═══ TEXT EXCERPT

22. In Chen Upper tribunal Judge Gill held that the question of temporary separation is not to be equated with the test under EX.1:
(i) Appendix FM does not include consideration of the question whether it would be disproportionate to expect an individual to return to his home country to make an entry clearance application to re-join family members in the U.K. There may be cases in which there are no insurmountable obstacles to family life being enjoyed outside the U.K. but where temporary separation to enable an individual to make an application for entry clearance may be disproportionate. In all cases, it will be for the individual to place before the Secretary of State evidence that such temporary separation will interfere disproportionately with protected rights. It will not be enough to rely solely upon the case-law concerning Chikwamba v SSHD [2008] UKHL 40.

══════

### INSTRUCTIONS FOR THE TASK:
Copy the immigration ruling excerpt word for word, starting at "22. In Chen" and continuing up to and including "[2008] UKHL 40.". The data has no connection to the immigration ruling excerpt.

═══ DATA EXTRACTS

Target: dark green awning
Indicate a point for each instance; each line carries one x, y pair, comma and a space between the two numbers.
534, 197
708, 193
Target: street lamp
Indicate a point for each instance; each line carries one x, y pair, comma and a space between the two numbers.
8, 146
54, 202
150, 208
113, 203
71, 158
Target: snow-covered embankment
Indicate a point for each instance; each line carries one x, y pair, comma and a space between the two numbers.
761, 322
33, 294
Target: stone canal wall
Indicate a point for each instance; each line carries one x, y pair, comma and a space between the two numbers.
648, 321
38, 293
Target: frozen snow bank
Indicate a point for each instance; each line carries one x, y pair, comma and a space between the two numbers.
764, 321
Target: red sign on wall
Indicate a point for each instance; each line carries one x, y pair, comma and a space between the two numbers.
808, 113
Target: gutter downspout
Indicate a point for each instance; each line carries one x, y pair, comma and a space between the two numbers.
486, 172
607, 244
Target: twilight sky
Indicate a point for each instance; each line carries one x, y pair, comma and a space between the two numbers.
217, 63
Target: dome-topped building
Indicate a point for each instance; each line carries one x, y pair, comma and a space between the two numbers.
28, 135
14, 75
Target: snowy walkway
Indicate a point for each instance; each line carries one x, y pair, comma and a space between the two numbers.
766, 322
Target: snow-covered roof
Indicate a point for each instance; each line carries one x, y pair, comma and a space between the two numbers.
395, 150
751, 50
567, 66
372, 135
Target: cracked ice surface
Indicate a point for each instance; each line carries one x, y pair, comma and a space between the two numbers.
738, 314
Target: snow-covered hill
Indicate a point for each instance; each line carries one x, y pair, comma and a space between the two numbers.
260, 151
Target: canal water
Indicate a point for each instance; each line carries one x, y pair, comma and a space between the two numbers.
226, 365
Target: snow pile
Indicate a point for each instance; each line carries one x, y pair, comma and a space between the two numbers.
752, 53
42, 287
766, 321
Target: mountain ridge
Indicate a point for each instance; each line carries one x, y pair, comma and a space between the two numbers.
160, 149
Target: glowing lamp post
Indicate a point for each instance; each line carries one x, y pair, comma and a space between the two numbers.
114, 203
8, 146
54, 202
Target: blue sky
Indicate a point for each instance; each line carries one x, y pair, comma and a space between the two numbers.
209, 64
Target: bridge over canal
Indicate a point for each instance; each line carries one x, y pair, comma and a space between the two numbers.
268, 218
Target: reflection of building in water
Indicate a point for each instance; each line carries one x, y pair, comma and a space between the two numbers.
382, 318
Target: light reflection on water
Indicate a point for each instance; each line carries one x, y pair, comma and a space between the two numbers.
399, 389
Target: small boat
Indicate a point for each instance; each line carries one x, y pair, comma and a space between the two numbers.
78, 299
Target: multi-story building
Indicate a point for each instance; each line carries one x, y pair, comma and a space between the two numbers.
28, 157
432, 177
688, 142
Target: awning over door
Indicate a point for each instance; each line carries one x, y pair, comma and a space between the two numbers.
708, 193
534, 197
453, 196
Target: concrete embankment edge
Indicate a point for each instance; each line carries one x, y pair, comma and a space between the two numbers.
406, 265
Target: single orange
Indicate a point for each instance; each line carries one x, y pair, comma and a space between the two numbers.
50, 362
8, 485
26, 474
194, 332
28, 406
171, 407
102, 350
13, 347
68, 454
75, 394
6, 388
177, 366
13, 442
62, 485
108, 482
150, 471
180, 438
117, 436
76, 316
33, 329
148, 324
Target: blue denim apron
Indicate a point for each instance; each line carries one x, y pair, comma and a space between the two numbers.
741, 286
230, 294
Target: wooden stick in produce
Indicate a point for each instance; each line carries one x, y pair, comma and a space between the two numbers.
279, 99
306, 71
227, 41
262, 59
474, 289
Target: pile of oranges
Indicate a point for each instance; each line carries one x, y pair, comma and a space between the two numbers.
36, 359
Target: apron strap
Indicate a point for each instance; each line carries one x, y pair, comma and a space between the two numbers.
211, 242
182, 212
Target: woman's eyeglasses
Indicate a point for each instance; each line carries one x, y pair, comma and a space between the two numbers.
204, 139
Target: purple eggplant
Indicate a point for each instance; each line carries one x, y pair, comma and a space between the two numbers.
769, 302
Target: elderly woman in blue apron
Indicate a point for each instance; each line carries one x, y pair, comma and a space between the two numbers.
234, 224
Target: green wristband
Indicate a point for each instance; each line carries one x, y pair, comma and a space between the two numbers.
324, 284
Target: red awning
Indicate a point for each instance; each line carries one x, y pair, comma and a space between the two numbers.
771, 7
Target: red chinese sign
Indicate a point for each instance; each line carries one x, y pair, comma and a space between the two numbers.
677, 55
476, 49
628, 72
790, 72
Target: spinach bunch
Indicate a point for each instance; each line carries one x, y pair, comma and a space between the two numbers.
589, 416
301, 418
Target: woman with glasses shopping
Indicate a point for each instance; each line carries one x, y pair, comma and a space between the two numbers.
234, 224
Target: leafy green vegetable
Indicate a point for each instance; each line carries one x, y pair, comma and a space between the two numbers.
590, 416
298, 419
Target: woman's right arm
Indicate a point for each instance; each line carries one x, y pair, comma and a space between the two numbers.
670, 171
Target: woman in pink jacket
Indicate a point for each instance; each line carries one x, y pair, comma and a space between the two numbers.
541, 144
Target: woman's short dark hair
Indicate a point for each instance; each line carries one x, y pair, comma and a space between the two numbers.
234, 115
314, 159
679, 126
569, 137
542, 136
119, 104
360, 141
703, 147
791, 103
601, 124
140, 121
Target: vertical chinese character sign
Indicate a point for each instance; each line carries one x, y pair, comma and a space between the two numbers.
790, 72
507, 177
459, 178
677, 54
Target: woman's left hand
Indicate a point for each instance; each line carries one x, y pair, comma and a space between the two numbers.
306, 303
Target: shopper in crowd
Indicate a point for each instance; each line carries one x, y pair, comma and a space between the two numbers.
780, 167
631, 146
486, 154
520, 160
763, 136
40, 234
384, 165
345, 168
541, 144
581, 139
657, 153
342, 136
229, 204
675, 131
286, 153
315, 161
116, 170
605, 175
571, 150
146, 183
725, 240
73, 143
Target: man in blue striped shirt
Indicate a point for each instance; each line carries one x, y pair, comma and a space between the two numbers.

══════

### TASK RESULT:
22. In Chen Upper tribunal Judge Gill held that the question of temporary separation is not to be equated with the test under EX.1:
(i) Appendix FM does not include consideration of the question whether it would be disproportionate to expect an individual to return to his home country to make an entry clearance application to re-join family members in the U.K. There may be cases in which there are no insurmountable obstacles to family life being enjoyed outside the U.K. but where temporary separation to enable an individual to make an application for entry clearance may be disproportionate. In all cases, it will be for the individual to place before the Secretary of State evidence that such temporary separation will interfere disproportionately with protected rights. It will not be enough to rely solely upon the case-law concerning Chikwamba v SSHD [2008] UKHL 40.